**Source text:**

************

= Carla van de Puttelaar =

Dutch artist and historian (born 1967)

Carla van de Puttelaar (born 1 November 1967) is a Dutch fine art photographer and art historian based in Amsterdam.

==Biography==
Van de Puttelaar was born in Zaandam, the Netherlands. She studied at the Rietveld Academie in Amsterdam from 1991 to 1996 and obtained a PhD in art history from Utrecht University in 2017. Between 2011 and 2014, she served as a faculty member at the Royal Academy of Art, The Hague.

Her photographic work specializes in portrait photography and nudes, while her academic research focuses on Dutch and Scottish seventeenth- and early-eighteenth century portraiture. She authored ‘Scottish Portraiture 1644-1714’, published by Brepols in December 2021.

In 2017, van de Puttelaar initiated the portrait project Artfully Dressed: Women in the Art World, which comprises over 550 portraits of women engaged in various art disciplines as museum curators and directors, to art collectors and artists.

Van de Puttelaar's work has been widely exhibited, including a retrospective exhibition titled ‘Brushed by Light’ at the National Museum of History and Art in Luxembourg in 2020. The exhibition featured 78 works spanning 22 years and was accompanied by a catalog with an introduction by art historian Rudi Ekkart. In 2021, she collaborated with Iris van Herpen on the project and exhibition Synergia

==Work==
Van de Puttelaar’s photography is often compared to that of Rineke Dijkstra and Hellen van Meene due to its resemblance to Dutch Golden Age paintings in terms of composition, light, and texture. While she initially worked with film, she has transitioned to digital photography. Many of her photographs are untitled, enhancing a sense of distance and mystery while subtly conveying intimacy and sensuality.

************

**Items:**
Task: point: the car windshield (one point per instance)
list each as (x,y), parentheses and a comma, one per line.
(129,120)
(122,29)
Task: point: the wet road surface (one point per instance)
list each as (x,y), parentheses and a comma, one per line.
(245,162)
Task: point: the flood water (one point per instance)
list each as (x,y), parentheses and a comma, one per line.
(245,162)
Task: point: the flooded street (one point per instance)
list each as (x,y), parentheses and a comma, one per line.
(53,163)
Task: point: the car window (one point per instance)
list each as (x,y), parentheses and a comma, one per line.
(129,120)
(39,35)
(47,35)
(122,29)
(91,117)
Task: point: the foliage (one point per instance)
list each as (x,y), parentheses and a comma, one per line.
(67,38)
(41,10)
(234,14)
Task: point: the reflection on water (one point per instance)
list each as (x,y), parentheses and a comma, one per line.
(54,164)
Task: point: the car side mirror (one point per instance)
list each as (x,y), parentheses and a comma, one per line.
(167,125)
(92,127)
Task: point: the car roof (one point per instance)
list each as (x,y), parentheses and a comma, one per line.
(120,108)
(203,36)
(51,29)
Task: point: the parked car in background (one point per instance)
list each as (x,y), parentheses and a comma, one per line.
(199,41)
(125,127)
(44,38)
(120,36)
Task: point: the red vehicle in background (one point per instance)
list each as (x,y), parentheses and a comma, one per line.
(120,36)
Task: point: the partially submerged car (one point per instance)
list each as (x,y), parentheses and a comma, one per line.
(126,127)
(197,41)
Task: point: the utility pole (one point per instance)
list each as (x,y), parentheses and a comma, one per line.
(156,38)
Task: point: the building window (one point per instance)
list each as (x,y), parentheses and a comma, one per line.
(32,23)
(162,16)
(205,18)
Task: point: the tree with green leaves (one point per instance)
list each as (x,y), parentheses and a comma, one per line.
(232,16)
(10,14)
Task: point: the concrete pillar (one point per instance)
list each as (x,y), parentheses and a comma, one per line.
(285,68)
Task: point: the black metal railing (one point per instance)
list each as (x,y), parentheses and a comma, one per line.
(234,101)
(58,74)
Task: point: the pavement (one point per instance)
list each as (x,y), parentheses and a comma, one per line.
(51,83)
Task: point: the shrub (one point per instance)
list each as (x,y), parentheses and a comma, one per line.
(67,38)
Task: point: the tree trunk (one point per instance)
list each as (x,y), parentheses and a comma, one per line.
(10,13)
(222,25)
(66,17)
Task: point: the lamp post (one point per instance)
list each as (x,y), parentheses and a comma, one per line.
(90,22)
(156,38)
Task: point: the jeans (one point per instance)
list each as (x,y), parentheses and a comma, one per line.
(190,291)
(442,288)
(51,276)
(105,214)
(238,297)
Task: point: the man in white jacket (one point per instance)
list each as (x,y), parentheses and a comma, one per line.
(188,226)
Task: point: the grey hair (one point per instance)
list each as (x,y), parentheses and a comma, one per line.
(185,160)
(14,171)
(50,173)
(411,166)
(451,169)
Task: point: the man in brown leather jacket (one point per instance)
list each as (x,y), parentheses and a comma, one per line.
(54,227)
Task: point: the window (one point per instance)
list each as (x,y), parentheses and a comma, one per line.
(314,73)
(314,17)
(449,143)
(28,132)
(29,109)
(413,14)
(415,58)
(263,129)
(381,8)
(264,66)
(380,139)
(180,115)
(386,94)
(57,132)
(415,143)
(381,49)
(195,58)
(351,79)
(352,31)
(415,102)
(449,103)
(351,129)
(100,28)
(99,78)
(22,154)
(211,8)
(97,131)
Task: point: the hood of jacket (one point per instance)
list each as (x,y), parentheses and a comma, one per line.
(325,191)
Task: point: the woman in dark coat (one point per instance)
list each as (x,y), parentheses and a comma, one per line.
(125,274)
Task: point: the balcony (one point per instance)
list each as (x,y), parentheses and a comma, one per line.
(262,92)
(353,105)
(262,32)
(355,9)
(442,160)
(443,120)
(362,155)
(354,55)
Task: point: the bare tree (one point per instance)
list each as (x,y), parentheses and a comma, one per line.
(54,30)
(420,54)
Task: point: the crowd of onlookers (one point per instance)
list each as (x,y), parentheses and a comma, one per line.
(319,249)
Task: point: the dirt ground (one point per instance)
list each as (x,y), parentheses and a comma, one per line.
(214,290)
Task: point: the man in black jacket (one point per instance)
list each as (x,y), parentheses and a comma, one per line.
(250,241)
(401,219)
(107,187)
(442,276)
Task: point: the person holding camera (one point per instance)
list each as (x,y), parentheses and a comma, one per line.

************

**Written task:** Reproduce the entire article on Carla van de Puttelaar word for word.

**Response:**
= Carla van de Puttelaar =

Dutch artist and historian (born 1967)

Carla van de Puttelaar (born 1 November 1967) is a Dutch fine art photographer and art historian based in Amsterdam.

==Biography==
Van de Puttelaar was born in Zaandam, the Netherlands. She studied at the Rietveld Academie in Amsterdam from 1991 to 1996 and obtained a PhD in art history from Utrecht University in 2017. Between 2011 and 2014, she served as a faculty member at the Royal Academy of Art, The Hague.

Her photographic work specializes in portrait photography and nudes, while her academic research focuses on Dutch and Scottish seventeenth- and early-eighteenth century portraiture. She authored ‘Scottish Portraiture 1644-1714’, published by Brepols in December 2021.

In 2017, van de Puttelaar initiated the portrait project Artfully Dressed: Women in the Art World, which comprises over 550 portraits of women engaged in various art disciplines as museum curators and directors, to art collectors and artists.

Van de Puttelaar's work has been widely exhibited, including a retrospective exhibition titled ‘Brushed by Light’ at the National Museum of History and Art in Luxembourg in 2020. The exhibition featured 78 works spanning 22 years and was accompanied by a catalog with an introduction by art historian Rudi Ekkart. In 2021, she collaborated with Iris van Herpen on the project and exhibition Synergia

==Work==
Van de Puttelaar’s photography is often compared to that of Rineke Dijkstra and Hellen van Meene due to its resemblance to Dutch Golden Age paintings in terms of composition, light, and texture. While she initially worked with film, she has transitioned to digital photography. Many of her photographs are untitled, enhancing a sense of distance and mystery while subtly conveying intimacy and sensuality.